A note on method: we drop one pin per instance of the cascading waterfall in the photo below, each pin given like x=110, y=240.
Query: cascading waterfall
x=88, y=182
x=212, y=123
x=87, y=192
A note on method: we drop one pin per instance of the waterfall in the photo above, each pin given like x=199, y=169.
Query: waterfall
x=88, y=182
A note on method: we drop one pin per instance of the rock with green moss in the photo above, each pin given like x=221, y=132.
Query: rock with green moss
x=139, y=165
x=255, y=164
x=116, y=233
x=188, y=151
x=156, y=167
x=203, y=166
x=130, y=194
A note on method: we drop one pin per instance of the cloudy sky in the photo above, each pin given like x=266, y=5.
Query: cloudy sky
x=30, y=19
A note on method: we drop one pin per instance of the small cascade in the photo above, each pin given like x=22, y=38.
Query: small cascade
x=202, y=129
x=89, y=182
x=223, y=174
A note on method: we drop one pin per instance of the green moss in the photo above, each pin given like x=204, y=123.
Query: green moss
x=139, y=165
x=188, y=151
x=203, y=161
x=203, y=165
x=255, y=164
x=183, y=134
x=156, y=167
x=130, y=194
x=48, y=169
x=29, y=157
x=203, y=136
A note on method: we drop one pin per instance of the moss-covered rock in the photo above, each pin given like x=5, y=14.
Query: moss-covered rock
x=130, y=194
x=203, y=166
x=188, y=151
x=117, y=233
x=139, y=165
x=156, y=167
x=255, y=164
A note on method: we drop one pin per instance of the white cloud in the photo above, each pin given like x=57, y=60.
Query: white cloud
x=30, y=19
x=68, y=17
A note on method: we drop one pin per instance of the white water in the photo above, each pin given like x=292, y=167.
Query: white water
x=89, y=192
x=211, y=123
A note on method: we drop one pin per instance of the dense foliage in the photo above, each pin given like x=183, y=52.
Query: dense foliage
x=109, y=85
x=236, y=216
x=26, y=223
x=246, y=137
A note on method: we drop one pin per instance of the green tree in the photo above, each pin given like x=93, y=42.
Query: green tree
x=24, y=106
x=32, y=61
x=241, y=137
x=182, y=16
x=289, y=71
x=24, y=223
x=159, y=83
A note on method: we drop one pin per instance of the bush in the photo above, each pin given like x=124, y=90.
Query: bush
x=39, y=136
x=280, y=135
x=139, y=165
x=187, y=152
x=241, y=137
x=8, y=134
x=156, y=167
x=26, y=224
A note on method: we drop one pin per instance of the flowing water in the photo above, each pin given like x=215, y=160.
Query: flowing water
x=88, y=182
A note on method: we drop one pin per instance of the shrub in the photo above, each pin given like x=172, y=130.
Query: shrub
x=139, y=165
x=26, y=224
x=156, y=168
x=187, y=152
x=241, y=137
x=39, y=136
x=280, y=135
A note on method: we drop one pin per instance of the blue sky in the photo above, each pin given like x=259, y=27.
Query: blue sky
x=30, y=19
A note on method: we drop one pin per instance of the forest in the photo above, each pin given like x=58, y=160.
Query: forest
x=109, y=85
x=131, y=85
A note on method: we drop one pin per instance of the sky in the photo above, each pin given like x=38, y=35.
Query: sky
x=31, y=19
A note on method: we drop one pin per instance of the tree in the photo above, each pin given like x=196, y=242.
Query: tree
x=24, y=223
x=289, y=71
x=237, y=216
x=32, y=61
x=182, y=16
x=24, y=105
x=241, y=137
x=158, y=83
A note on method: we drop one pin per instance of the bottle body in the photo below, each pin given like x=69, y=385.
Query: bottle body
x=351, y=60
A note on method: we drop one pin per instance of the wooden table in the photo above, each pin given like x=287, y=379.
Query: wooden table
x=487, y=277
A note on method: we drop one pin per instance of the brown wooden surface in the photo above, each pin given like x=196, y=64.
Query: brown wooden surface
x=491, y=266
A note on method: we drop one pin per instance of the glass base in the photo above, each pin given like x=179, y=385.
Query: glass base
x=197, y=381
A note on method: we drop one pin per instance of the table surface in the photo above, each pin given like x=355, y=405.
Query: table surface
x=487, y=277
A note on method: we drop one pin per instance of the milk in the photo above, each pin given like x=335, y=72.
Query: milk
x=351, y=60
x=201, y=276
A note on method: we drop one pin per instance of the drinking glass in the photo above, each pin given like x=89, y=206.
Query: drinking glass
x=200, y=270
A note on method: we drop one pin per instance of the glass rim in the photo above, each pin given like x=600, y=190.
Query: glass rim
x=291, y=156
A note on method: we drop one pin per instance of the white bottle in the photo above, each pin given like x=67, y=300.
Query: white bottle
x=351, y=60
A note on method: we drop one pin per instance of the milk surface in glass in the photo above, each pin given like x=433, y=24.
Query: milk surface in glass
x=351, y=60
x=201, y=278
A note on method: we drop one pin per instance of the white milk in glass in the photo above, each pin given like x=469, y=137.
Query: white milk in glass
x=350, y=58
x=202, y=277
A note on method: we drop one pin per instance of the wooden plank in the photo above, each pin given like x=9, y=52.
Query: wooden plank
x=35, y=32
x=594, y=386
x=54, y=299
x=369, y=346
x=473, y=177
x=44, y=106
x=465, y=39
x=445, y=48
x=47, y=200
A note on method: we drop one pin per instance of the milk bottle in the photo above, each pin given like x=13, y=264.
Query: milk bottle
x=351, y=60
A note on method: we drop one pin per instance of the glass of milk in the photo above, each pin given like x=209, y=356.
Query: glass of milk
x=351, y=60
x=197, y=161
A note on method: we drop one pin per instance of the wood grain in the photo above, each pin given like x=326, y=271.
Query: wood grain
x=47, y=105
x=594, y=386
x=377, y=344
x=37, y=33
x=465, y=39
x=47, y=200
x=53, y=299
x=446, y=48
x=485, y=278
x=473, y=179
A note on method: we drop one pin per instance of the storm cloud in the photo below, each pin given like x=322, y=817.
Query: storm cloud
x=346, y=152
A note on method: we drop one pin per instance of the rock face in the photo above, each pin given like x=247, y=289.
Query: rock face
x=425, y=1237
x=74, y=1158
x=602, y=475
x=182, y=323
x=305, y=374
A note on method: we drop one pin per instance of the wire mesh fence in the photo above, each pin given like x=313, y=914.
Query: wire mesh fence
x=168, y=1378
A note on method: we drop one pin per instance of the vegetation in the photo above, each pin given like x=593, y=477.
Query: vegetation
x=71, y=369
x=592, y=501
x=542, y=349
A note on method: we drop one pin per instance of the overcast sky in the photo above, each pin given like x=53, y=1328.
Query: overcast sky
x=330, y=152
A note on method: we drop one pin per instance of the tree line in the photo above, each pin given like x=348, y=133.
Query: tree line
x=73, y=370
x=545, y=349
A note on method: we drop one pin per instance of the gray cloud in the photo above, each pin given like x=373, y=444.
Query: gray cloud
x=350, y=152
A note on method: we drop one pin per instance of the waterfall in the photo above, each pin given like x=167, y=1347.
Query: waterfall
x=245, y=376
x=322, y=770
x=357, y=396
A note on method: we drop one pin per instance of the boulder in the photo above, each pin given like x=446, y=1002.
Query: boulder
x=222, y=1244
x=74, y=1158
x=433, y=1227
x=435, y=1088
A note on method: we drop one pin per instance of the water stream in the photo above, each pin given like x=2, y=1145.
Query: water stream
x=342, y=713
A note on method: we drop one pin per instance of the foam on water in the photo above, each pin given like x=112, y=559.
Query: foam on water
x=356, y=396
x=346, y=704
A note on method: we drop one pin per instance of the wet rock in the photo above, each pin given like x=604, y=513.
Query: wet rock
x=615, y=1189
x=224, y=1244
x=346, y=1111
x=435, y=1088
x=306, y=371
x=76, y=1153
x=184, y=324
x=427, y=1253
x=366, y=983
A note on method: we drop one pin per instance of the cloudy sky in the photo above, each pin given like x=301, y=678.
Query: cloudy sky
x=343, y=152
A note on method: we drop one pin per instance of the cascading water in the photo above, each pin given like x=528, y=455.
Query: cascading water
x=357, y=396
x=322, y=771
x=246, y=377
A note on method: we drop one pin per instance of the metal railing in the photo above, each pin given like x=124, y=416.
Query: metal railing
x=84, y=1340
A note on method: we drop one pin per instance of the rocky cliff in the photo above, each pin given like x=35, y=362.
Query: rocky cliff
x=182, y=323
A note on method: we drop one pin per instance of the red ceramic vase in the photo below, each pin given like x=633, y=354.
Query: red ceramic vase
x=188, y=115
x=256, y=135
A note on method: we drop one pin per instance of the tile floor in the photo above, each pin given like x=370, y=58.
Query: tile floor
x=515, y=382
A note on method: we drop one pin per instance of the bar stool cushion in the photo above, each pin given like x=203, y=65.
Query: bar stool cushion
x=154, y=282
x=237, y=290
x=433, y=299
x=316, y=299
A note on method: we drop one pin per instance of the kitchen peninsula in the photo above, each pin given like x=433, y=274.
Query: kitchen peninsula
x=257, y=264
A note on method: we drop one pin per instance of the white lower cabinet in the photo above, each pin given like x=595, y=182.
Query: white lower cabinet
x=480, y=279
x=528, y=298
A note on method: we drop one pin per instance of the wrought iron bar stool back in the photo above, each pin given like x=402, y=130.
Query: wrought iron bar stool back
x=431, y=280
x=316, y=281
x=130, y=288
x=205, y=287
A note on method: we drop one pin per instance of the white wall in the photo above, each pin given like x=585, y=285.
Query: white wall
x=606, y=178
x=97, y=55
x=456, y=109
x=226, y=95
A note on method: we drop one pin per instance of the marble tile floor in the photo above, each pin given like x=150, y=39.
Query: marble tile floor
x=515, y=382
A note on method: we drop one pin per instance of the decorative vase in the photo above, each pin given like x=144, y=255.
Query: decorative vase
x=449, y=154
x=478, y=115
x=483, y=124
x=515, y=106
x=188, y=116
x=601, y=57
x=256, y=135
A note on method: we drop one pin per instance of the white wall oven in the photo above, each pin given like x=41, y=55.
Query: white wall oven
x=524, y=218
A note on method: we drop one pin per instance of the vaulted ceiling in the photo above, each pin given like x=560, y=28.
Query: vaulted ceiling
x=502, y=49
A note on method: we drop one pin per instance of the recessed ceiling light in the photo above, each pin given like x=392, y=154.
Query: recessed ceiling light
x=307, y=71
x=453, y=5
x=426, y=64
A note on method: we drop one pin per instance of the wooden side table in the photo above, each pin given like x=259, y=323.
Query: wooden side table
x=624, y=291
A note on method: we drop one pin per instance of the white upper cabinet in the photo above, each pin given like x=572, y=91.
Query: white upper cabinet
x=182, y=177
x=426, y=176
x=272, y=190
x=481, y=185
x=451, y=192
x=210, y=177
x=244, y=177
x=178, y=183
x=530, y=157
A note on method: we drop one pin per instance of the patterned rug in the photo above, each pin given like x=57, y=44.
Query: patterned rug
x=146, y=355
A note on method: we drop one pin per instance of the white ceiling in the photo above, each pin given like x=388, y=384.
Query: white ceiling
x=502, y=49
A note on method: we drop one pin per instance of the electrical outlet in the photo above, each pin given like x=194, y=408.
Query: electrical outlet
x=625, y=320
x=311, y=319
• • • • •
**YOUR OBJECTIVE**
Considering only the material above, set down every line from the one with "like x=604, y=513." to the one with "like x=528, y=455.", inclusive, exactly as written.

**EXPECTED ANSWER**
A note on method: we drop one pin per instance of the wet rock in the photo above, each pin given like x=604, y=513.
Query: wet rock
x=615, y=1189
x=224, y=1244
x=346, y=1111
x=435, y=1088
x=306, y=371
x=76, y=1153
x=184, y=324
x=427, y=1253
x=366, y=983
A note on method: we drop one pin per instance of the cloudy sky in the photo above, each pin given like x=301, y=678.
Query: cloudy sky
x=343, y=152
A note on method: we drop one pin per instance of the cascading water in the photo above, each pin given like x=528, y=455.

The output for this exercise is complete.